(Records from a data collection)
━━━━
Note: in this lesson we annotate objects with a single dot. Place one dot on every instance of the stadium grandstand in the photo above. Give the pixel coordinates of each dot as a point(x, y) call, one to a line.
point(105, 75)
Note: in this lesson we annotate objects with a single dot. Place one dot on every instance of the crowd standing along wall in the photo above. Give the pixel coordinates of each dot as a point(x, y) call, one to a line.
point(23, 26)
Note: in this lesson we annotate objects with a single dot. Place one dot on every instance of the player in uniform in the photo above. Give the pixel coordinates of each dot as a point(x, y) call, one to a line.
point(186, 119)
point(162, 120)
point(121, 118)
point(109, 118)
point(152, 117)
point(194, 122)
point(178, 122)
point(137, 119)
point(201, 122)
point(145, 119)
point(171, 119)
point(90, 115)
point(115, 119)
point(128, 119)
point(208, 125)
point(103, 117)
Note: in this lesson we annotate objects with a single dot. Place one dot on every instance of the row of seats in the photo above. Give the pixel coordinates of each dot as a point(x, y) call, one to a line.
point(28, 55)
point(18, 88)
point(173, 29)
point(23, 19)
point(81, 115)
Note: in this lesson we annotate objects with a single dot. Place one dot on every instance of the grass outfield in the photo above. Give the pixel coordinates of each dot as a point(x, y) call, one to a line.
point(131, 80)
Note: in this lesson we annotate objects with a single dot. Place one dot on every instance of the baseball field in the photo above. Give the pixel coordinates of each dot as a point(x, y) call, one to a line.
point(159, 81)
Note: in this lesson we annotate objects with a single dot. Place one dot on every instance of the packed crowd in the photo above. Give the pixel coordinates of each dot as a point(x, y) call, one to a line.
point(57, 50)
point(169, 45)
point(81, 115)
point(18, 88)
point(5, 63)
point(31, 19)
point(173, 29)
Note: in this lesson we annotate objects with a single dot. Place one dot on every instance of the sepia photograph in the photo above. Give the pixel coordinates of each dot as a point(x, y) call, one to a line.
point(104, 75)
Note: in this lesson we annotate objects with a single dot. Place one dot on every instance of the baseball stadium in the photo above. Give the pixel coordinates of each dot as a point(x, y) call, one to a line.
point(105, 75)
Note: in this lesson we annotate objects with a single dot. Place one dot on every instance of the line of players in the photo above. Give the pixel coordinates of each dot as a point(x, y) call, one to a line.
━━━━
→ WORK TO DO
Arrange all of the items above as a numbered list, omitting any blank lines.

→ FINISHED EXERCISE
1. Note: in this lesson we annotate objects with a single dot. Place one dot on every instance of the stadium grandstand in the photo above. Give the pixel coordinates of each dot as a point(x, y) call, one to a line.
2. point(105, 75)
3. Note: in this lesson we annotate objects with a single dot. Place one dot on every instance of the crowd standing along wall in the photo above. Give the pixel coordinates of each dot as a point(x, y) call, one to a line.
4. point(23, 26)
5. Note: in this lesson we annotate objects with a single dot. Place one dot on every instance of the player in uniform in the photo above. Give the pixel coordinates of each dot as a point(x, y) call, one to a line.
6. point(186, 119)
7. point(162, 120)
8. point(121, 118)
9. point(109, 118)
10. point(152, 117)
11. point(194, 122)
12. point(178, 122)
13. point(137, 119)
14. point(201, 122)
15. point(145, 119)
16. point(171, 119)
17. point(90, 115)
18. point(115, 119)
19. point(128, 119)
20. point(208, 125)
21. point(103, 117)
22. Note: in this lesson we annotate objects with a single dot. Place one dot on every instance of the row of seats in the photo above. Give the pixel coordinates of each dot as a point(x, y) call, one to a line.
23. point(28, 55)
24. point(18, 88)
25. point(173, 29)
26. point(23, 19)
27. point(81, 115)
28. Note: in this lesson we annotate objects with a single dot. Place one dot on every instance of the grass outfield in the photo above. Give the pixel coordinates of each dot as a point(x, y) call, one to a line.
29. point(131, 80)
30. Note: in this lesson we annotate objects with a single dot. Place one dot on every instance of the baseball field in the photo above. Give the pixel coordinates of each dot as a point(x, y) call, one to a line.
31. point(159, 81)
32. Note: in this lesson we annotate objects with a single dot. Place one dot on every instance of the packed crowd in the photo above. Give the pixel coordinates of each dot as a point(x, y) call, one to a line.
33. point(57, 50)
34. point(169, 45)
35. point(81, 115)
36. point(18, 88)
37. point(5, 63)
38. point(31, 19)
39. point(173, 29)
40. Note: in this lesson we annotate objects with a single dot. Place one dot on every instance of the sepia photograph in the photo above. Give the pixel coordinates of each dot as a point(x, y) call, one to a line.
41. point(104, 75)
42. Note: in this lesson we annotate objects with a single dot. Place one dot on every instance of the baseball stadium in the photo above. Give the pixel coordinates of each dot as a point(x, y) call, one to a line.
43. point(105, 75)
44. Note: in this lesson we annotate objects with a single dot. Place one dot on every instance of the line of players in the photo above. Give the pixel coordinates of each dot as a point(x, y) call, one to a line.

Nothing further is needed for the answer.